Exercise tasks -
1. Name every person the article on the TTC's hybrid buses identifies, along with the title or role it gives each one.
2. Please decide whether each statement below agrees with the article on the TTC's hybrid buses, answering yes or no and quoting the words that settle it.
(a) By the end of next year, the TTC will have nearly 700 hybrids in its fleet.
(b) Daimler has been paying the maintenance costs on the buses.
(c) The hybrids use 20 to 30 per cent less diesel than a conventional bus.
3. According to TTC staff in the article on the TTC's hybrid buses, how many batteries are failing every week?

Text to read -
* begin *
Now TTC staff say the battery problem has escalated, with as many as 140 batteries failing every week, conking out after just 18 months. This has forced buses off crowded routes and into the shop for maintenance, although TTC officials insist service has not yet suffered. There are also concerns about the buses' drive system. (Daimler has covered the maintenance costs, as the buses are still under warranty.)
TTC chairman Adam Giambrone said the transit agency would likely not have bought the more expensive hybrids - of which it will have nearly 700 in its 1,700-strong fleet by the end of next year - if it hadn't been a condition of receiving $300-million in federal funding.
He also said the TTC had sought to negotiate a way out of its contract for the 130 hybrids due to arrive in 2009, but he did not know if any progress had been made. TTC spokesman Brad Ross said yesterday the transit agency could not get out of its contract without paying penalties to Daimler.
While Mr. Giambrone said the TTC would consider hybrids again once the kinks have been worked out, TTC vice-chairman Joe Mihevc said the "clean diesel" engines the TTC now wants to buy instead are much cleaner than its old pollution-belching diesel buses.
"The incremental environmental benefit is not as great as anticipated and just might not be worth the cost," he said.
The battery failures come on top of TTC testing that has shown the buses are producing only half the expected fuel savings, using 10 per cent less diesel than a conventional bus instead of the 20 to 30 per cent less diesel that was originally promised, based on the experience with hybrids in New York. The TTC blames the lacklustre numbers on the fact that it has more suburban high-speed routes, where hybrid engines make less of a difference.
City Councillor Michael Walker (Ward 22, St. Paul's), said in an interview that the councillors on the commission should resign, that the TTC officials that approved the bus purchase and the contract should be fired and that the TTC should refuse to accept any more hybrid buses from Daimler, despite its contract.
"This is a huge error," Mr. Walker said. "Why would you carry on buying a flawed product? ... You reward that?"
* end *
Data -
* begin *
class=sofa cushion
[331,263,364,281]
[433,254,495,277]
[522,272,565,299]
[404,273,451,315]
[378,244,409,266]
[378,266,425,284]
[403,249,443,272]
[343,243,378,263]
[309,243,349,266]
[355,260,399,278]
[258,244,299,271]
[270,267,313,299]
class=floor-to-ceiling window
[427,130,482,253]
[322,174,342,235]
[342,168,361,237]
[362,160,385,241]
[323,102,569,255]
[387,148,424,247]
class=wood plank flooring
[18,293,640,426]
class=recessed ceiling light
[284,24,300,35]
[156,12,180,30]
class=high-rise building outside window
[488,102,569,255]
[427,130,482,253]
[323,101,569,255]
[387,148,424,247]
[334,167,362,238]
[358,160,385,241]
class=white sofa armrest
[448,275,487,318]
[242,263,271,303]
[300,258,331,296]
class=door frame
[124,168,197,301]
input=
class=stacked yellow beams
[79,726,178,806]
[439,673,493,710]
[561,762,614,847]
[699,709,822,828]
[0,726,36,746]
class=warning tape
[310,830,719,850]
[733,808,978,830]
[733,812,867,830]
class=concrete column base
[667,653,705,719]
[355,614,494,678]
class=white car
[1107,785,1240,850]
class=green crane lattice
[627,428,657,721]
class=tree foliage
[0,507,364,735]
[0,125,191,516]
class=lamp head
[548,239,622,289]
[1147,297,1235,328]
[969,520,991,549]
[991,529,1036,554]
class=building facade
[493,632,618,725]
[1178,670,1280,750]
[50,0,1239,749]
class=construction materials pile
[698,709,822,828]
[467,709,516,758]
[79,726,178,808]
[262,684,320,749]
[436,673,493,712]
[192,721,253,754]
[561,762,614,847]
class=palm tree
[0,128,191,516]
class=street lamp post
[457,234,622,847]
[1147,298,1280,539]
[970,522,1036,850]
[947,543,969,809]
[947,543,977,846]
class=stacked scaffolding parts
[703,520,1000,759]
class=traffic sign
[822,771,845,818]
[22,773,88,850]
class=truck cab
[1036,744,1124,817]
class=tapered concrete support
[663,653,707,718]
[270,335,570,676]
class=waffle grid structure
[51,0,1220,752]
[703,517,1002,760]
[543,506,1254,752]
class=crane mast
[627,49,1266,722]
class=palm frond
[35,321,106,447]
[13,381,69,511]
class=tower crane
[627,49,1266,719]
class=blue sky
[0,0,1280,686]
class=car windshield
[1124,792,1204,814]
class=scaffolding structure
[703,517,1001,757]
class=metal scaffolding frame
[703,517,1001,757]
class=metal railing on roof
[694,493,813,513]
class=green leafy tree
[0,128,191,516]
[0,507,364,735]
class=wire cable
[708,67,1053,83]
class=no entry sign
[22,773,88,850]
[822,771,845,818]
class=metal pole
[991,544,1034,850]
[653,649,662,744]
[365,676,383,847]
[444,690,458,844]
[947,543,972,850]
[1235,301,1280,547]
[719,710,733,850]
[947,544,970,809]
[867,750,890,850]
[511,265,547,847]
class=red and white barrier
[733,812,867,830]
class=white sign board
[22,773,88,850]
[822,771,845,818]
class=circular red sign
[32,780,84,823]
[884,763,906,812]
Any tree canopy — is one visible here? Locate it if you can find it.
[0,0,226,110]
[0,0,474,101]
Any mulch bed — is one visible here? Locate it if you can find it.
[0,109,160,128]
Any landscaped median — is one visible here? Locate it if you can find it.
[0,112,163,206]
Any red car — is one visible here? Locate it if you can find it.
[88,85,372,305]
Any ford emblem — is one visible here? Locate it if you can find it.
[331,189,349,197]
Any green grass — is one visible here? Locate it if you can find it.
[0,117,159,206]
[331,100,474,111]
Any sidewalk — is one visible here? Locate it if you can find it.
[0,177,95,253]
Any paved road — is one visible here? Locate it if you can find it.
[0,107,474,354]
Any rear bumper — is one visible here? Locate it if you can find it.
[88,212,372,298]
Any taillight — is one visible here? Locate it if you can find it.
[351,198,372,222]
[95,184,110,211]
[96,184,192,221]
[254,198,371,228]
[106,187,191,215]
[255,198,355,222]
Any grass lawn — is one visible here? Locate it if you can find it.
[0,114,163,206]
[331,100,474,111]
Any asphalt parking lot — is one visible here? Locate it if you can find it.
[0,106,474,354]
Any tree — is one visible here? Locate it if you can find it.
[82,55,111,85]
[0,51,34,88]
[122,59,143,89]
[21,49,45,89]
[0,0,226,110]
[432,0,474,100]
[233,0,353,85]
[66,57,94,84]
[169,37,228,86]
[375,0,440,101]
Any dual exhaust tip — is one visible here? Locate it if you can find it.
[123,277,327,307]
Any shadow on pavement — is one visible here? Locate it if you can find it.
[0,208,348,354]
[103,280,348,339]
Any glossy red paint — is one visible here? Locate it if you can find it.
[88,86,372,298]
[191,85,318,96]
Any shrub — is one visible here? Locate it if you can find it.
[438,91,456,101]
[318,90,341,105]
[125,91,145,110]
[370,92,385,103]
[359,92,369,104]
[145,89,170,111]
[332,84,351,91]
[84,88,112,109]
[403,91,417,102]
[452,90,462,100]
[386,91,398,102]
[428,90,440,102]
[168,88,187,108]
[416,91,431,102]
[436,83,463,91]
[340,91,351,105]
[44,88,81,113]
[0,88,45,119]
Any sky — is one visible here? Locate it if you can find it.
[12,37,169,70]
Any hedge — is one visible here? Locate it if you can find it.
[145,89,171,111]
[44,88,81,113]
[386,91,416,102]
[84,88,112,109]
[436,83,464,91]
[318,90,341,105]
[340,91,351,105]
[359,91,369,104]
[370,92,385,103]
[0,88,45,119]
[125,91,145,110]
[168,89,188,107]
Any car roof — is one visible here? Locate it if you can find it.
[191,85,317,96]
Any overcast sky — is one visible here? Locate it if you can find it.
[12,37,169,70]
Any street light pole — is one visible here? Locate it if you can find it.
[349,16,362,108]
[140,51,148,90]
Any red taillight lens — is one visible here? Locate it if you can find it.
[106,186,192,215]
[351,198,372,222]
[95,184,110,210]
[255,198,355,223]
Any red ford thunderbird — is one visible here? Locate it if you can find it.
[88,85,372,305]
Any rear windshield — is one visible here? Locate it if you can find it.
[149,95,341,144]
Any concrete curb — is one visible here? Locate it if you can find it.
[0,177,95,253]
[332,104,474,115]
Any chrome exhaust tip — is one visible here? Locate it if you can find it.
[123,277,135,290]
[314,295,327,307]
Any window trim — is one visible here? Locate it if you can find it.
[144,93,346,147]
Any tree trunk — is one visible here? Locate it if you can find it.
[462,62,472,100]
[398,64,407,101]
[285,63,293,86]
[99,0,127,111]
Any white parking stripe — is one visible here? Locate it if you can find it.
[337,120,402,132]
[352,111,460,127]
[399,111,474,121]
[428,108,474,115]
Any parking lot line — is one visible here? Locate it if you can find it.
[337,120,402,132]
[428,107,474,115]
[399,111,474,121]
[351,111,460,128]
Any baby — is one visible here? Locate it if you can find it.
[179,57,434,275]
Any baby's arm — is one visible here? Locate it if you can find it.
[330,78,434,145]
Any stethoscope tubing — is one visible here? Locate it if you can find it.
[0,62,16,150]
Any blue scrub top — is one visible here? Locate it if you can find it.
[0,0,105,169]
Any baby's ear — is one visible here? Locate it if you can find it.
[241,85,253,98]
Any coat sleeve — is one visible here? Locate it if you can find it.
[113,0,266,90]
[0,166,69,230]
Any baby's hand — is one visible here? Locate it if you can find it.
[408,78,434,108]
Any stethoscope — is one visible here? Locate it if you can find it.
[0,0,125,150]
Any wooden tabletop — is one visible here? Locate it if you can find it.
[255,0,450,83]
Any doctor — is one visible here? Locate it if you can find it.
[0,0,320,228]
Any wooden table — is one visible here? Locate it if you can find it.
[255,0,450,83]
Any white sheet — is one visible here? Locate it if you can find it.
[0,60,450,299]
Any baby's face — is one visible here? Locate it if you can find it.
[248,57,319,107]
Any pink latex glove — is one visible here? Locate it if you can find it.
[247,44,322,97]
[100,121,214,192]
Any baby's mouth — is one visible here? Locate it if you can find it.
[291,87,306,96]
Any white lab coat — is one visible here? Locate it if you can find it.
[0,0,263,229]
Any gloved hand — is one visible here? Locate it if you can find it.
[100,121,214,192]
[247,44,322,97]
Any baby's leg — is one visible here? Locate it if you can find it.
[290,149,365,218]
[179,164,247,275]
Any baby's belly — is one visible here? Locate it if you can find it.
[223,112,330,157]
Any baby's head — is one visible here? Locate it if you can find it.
* end *
Set of answers -
1.
- Adam Giambrone, TTC chairman
- Brad Ross, TTC spokesman
- Joe Mihevc, TTC vice-chairman
- Michael Walker, City Councillor (Ward 22, St. Paul's)

2.
(a) Yes: "of which it will have nearly 700 in its 1,700-strong fleet by the end of next year"
(b) Yes: "Daimler has covered the maintenance costs, as the buses are still under warranty."
(c) No: "using 10 per cent less diesel than a conventional bus instead of the 20 to 30 per cent less diesel that was originally promised"

3. As many as 140.